The answer must be one number: how many lines of the records contain "body".

+ + + + + + +

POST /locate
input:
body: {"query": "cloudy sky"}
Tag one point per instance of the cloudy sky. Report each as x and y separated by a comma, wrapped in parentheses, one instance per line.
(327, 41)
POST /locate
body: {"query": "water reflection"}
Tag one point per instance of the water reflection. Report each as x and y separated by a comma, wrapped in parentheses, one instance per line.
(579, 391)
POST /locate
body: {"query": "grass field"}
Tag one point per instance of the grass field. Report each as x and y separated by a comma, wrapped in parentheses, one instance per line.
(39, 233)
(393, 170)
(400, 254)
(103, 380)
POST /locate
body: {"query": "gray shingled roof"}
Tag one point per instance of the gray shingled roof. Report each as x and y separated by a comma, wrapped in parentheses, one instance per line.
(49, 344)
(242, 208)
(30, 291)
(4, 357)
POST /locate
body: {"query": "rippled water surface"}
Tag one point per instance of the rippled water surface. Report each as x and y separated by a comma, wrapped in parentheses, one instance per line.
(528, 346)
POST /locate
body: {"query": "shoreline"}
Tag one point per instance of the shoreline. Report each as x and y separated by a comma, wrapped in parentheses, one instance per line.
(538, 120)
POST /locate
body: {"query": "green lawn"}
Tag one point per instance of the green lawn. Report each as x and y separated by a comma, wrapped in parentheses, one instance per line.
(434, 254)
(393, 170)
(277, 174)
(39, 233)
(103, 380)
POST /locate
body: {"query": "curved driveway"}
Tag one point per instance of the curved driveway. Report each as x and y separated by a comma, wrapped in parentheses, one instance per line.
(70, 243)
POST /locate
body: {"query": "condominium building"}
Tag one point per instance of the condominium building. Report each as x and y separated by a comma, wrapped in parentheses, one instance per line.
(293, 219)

+ + + + + + +

■ Written response
9